PAGE =>
Sinon, on peut dire 'si vous vouliez discuter, vous le feriez de manière pacifique, n'est-ce-pas ?' Mais le sens est différent : si vous étiez prêt à discuter, le feriez-vous de manière pacifique ?'


----------



## Maître Capello

Alessa Azure said:


> _avoir _[…] n'exprime ni le désir ni la suggestion.


Si justement, il s'agit bien d'un désir. Comme l'a dit JCK, cela signifie en effet _j'aimerais [poser]_ dans ce contexte.


----------



## Alessa Azure

Merci ! À mon avis, je pourrais aussi « traduire » _vous le ferriez _par _j'aimerais que vous le fassiez_.  En tout cas, j'essayerai de me souvenir de vos explications.


----------



## Maître Capello

Alessa Azure said:


> À mon avis, je pourrais aussi « traduire » _vous le ferriez_ par _j'aimerais que vous le fassiez_.


Ce n'est pas possible parce que les sujets sont ici différents : _vous_ / _je_.


----------



## JClaudeK

Je ne vois pas où est le problème:
"Si vous voulez discuter, j'aimerais que vous le fassiez ....."

CONSIGNE 1 => Reproduisez fidèlement les enregistrements, à partir de la ligne contenant « If you could pin the calm » jusqu'à la fin des enregistrements, bornes incluses.

ENREGISTREMENTS =>
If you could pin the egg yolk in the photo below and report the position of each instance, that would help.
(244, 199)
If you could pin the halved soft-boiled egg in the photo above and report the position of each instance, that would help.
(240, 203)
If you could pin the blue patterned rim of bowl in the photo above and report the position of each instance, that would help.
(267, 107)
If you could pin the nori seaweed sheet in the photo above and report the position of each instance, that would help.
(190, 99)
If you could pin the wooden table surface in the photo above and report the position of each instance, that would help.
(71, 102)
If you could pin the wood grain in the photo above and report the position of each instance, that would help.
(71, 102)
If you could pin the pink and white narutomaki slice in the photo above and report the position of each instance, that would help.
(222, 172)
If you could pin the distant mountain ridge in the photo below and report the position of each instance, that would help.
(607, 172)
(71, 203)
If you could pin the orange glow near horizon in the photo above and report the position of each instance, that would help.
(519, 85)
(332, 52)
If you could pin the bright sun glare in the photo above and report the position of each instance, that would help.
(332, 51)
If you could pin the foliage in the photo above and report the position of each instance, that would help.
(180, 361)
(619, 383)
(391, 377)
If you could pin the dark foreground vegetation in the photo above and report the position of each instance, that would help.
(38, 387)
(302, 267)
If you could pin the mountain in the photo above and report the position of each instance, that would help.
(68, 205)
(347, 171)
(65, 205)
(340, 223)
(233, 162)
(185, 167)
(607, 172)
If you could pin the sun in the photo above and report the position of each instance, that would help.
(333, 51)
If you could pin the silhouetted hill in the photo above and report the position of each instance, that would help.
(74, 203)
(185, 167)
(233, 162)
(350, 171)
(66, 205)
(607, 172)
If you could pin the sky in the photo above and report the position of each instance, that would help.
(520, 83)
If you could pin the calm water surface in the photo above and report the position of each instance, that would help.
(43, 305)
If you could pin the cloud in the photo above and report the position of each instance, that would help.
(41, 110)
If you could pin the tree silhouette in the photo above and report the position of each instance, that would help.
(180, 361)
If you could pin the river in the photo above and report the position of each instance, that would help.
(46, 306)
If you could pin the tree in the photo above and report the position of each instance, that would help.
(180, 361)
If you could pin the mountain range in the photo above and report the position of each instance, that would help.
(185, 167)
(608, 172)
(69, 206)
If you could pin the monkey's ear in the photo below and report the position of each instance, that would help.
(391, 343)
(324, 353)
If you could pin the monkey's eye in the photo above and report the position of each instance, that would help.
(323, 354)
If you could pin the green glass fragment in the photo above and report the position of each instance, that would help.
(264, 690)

CONSIGNE 2 => D'après la page, les affirmations suivantes sont-elles exactes ? Répondez par oui ou non, en citant à chaque fois les mots décisifs de la page. (a) Maître Capello estime qu'il s'agit ici d'un désir. (b) Maître Capello admet que l'on traduise « vous le feriez » par « j'aimerais que vous le fassiez ». (c) JClaudeK voit un problème dans cette traduction.

RÉPONSE ATTENDUE 1 =>
If you could pin the calm water surface in the photo above and report the position of each instance, that would help.
(43, 305)
If you could pin the cloud in the photo above and report the position of each instance, that would help.
(41, 110)
If you could pin the tree silhouette in the photo above and report the position of each instance, that would help.
(180, 361)
If you could pin the river in the photo above and report the position of each instance, that would help.
(46, 306)
If you could pin the tree in the photo above and report the position of each instance, that would help.
(180, 361)
If you could pin the mountain range in the photo above and report the position of each instance, that would help.
(185, 167)
(608, 172)
(69, 206)
If you could pin the monkey's ear in the photo below and report the position of each instance, that would help.
(391, 343)
(324, 353)
If you could pin the monkey's eye in the photo above and report the position of each instance, that would help.
(323, 354)
If you could pin the green glass fragment in the photo above and report the position of each instance, that would help.
(264, 690)

RÉPONSE ATTENDUE 2 =>
(a) Oui : « Si justement, il s'agit bien d'un désir. »
(b) Non : « Ce n'est pas possible parce que les sujets sont ici différents »
(c) Non : « Je ne vois pas où est le problème »